## AUFGABE A
Beantworten Sie anhand des Artikels über die EKG-Geräte der Stuttgarter Notärzte folgende Fragen:
(i) In welche Körperregionen strahlen die Schmerzen bei einem Herzinfarkt aus?
(ii) Welche Stellung hat der Kardiologe Hartmut Hanke?
(iii) Wie musste der Notarzt das Elektrokardiogramm vor der Einführung der neuen Geräte weitergeben?
## AUFGABE B
Überarbeiten Sie im Artikel über die EKG-Geräte der Stuttgarter Notärzte den Abschnitt beginnend mit "Die Stuttgarter Notärzte sind" und fortlaufend bis einschließlich "lebenswichtige Zeit gespart.". Ersetzen Sie darin "Kliniken" durch "Krankenhäuser".
## AUFGABE C
Führen Sie den Artikel über die EKG-Geräte der Stuttgarter Notärzte im Anschluss an seinen letzten Satz weiter.

Die Stuttgarter Notärzte sind jetzt mit EKG-Geräten ausgestattet, die Patientendaten direkt an die Kliniken übermitteln. So wird im Notfall lebenswichtige Zeit gespart.

Familie/Bildung/Soziales: Viola Volland (vv)

Stuttgart - Als würde ein schwerer Stein auf der Brust lasten. Die Schmerzen strahlen in die Schulter, den Arm, den Unterkiefer und manchmal auch in den Bauch aus. Die Patienten sind unruhig, brechen in Schweiß aus, sind blass. Das sind typische Symptome für einen Herzinfarkt. Wer an ihnen leidet, sollte vor allem eines tun: sofort den Notarzt rufen. „Bei einem Herzinfarkt kommt es auf jede Minute an, es ist wichtig, schnell zu reagieren“, betont der Kardiologe Hartmut Hanke, Chefarzt am Karl-Olga-Krankenhaus.

 

Auch in der Rettungskette ist es ein Rennen gegen die Zeit – wobei sich die Bedingungen in Stuttgart nun für die Infarktpatienten verbessert haben. Seit diesem Monat sind die Stuttgarter Notärzte flächendeckend mit besonders modernen EKG-Geräten ausgestattet. Diese Geräte ermöglichen eine sogenannte telemetrische Datenübertragung. Der Notarzt kann das Elektrokardiogramm nun direkt an die Fachärzte in der Klinik übermitteln und muss dieses nicht mehr – wie vorher üblich – mündlich beschreiben.

## GEGEBENE DATEN

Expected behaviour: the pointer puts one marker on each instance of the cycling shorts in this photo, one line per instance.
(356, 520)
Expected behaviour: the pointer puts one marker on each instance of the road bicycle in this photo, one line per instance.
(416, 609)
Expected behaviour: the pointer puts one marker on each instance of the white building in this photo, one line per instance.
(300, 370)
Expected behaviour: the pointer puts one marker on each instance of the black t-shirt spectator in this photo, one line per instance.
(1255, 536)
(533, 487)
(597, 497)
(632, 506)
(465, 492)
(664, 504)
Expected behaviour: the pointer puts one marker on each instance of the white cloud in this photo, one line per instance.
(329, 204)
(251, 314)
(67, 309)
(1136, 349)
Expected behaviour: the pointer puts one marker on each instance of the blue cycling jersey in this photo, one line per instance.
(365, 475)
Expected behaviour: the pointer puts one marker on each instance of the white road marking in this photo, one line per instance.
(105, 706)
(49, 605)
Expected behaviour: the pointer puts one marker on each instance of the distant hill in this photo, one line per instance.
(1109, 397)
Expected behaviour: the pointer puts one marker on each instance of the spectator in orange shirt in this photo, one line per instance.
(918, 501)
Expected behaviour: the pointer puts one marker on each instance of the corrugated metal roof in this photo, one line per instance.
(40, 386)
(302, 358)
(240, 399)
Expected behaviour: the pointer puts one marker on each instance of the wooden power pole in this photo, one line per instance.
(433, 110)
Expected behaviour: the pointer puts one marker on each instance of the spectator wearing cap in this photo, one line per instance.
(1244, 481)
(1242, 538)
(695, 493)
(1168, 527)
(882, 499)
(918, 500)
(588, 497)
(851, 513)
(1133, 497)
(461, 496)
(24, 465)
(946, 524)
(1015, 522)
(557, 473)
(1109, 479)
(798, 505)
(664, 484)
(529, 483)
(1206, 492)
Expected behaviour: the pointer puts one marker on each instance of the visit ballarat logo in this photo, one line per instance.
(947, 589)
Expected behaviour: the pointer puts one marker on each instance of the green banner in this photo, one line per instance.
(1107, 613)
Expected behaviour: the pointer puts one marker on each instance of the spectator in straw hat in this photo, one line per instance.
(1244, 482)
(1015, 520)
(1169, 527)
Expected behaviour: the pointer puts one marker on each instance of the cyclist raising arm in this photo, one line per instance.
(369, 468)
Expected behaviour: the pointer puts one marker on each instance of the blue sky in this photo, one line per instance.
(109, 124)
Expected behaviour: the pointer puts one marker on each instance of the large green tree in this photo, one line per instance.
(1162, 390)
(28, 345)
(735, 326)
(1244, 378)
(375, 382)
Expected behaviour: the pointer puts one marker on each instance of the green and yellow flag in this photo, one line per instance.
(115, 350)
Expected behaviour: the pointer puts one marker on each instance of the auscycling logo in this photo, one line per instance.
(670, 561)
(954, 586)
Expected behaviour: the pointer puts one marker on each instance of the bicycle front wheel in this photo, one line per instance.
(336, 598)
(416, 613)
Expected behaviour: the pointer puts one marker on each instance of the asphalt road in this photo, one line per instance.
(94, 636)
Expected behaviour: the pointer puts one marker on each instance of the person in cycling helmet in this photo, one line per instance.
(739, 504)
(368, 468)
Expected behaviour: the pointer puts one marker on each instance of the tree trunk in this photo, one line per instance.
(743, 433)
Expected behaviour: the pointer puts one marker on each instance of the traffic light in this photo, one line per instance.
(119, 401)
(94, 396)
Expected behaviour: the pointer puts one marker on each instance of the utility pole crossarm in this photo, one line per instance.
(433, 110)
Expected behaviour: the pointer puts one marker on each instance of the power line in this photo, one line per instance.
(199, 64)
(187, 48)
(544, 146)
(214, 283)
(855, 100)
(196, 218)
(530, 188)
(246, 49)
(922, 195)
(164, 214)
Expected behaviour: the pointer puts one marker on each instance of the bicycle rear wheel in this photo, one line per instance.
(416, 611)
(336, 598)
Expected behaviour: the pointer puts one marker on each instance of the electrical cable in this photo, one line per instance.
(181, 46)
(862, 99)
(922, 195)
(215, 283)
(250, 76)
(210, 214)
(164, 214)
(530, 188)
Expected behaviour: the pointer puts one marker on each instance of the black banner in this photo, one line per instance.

## LÖSUNG A
(i) In die Schulter, den Arm, den Unterkiefer und manchmal auch in den Bauch.
(ii) Er ist Chefarzt am Karl-Olga-Krankenhaus.
(iii) Er musste es mündlich beschreiben.

## LÖSUNG B
Die Stuttgarter Notärzte sind jetzt mit EKG-Geräten ausgestattet, die Patientendaten direkt an die Krankenhäuser übermitteln. So wird im Notfall lebenswichtige Zeit gespart.

## LÖSUNG C
Hilfsfristen werden eingehalten

Weil die Fachärzte in der Klinik die Daten vorliegen haben, können sie sofort einschätzen, wie schwerwiegend der Fall ist. Während der Patient noch in der Anfahrt sei, könne in der Klinik bereits die Operation vorbereitet werden, so dass das Katheterteam bei Ankunft bereitstehe, erläutert Hanke bei der Vorstellung der neuen Technik am Dienstag auf dem Gelände der Feuerwache 5 in Degerloch. Die Anfahrtszeit wird vom Team in der Klinik bereits genutzt. „Im Einzelfall hängt das Überleben des Patienten von diesen eingesparten Minuten ab“, sagt der Kardiologe.

Auf Hankes Initiative hin ist die neue Technik eingeführt worden, die in anderen Großstädten wie Frankfurt und München bereits im Einsatz ist. „Das ist ein weiterer Schritt, um in Stuttgart Leben retten können“, sagte Ordnungsbürgermeister Martin Schairer, der zudem die positive Entwicklung bei den Hilfsfristen ansprach. Laut dem leitenden Notarzt der Stadt, Albrecht Henn-Beilharz, seien die Notärzte im Schnitt nach sieben bis acht Minuten vor Ort. Die Landesvorgabe, in 95 Prozent aller Fälle innerhalb von 15 Minuten beim Patienten zu sein, werde erfüllt.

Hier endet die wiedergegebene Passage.